■ What is asked: Extract every line of the data below that contains the word "water", and copy each one in full.

-------- The input --------

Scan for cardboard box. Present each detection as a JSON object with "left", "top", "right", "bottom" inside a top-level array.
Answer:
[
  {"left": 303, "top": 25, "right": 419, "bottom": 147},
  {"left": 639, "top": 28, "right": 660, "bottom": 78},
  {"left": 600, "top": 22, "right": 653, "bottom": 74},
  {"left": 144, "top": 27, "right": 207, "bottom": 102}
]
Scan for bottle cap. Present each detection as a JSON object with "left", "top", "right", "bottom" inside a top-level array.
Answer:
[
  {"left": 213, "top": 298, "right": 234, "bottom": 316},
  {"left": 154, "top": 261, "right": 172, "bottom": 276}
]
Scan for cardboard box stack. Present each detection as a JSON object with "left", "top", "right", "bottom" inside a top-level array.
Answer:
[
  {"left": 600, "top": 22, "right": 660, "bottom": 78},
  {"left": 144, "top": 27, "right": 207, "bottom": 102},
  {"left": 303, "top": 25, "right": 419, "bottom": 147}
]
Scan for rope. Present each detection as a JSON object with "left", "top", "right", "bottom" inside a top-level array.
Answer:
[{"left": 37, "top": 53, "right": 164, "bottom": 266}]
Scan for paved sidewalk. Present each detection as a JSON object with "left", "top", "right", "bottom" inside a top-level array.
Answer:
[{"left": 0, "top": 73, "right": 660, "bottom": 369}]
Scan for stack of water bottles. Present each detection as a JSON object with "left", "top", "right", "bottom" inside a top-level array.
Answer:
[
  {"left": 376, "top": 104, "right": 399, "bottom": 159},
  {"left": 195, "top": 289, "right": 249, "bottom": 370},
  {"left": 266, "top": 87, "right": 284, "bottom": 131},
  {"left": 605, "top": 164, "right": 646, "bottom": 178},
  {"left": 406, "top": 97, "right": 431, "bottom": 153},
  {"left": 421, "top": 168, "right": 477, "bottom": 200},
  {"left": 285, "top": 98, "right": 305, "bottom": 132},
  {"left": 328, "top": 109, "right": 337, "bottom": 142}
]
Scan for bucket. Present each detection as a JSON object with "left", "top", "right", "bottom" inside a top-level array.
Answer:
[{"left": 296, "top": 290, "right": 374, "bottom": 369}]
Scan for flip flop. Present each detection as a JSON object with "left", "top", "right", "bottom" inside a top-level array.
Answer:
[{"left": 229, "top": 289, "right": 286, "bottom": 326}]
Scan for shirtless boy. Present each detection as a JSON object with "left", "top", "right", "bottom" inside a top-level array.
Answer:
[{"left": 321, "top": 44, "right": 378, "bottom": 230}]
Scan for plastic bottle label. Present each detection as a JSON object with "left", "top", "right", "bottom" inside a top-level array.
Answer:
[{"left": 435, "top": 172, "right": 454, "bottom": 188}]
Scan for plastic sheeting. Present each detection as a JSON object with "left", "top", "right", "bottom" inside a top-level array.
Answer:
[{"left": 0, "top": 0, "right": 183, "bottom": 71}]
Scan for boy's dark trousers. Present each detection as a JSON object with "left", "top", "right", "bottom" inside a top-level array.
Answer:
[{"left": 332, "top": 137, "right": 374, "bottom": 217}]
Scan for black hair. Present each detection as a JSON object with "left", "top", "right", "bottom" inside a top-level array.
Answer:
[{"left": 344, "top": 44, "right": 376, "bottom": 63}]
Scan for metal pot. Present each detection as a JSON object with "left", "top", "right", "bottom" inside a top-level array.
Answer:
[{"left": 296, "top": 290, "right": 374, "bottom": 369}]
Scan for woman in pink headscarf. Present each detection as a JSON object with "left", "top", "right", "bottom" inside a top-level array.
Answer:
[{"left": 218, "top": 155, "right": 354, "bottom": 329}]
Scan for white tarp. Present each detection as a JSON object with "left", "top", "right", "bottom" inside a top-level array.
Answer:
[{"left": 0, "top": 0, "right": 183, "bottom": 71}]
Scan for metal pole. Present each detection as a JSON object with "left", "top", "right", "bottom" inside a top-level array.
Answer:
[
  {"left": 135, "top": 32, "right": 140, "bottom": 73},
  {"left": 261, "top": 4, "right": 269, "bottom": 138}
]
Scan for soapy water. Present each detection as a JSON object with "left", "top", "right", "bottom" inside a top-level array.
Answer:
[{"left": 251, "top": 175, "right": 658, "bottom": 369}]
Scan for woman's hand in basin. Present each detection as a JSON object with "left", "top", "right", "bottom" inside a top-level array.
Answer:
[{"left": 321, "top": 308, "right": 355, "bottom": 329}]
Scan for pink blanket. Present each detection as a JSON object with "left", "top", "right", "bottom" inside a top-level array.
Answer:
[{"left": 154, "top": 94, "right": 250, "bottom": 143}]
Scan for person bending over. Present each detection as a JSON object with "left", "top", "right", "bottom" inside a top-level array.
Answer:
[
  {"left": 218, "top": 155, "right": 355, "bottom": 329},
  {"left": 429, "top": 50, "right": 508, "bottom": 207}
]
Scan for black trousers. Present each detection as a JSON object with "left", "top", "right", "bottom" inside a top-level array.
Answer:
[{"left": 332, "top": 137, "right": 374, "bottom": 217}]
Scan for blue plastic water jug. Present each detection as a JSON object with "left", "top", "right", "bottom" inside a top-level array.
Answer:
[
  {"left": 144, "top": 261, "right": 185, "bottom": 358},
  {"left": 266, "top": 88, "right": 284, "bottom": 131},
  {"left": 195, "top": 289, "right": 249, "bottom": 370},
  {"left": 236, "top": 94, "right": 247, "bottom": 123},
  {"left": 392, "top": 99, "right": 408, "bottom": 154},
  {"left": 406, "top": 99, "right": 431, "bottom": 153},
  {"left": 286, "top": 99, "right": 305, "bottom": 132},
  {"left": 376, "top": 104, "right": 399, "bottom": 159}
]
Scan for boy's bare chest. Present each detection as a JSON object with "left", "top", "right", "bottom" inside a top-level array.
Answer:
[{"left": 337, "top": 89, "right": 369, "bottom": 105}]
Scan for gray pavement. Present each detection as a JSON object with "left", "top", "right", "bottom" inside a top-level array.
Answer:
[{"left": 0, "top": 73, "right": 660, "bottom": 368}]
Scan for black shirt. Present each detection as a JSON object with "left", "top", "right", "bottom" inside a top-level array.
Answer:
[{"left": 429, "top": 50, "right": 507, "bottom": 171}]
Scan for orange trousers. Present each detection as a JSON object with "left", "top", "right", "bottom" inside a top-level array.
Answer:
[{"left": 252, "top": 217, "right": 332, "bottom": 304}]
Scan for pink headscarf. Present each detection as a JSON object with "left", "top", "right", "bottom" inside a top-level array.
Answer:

--------

■ Right answer:
Scan for stack of water bottles. Present each detection as a JSON object with "left", "top", "right", "bottom" inside a top-level array.
Scan for soapy water. Present each detection as a JSON object with "left", "top", "right", "bottom" inside a top-level array.
Scan for blue plastic water jug. Present each detection as a JSON object with "left", "top", "right", "bottom" inside a top-level array.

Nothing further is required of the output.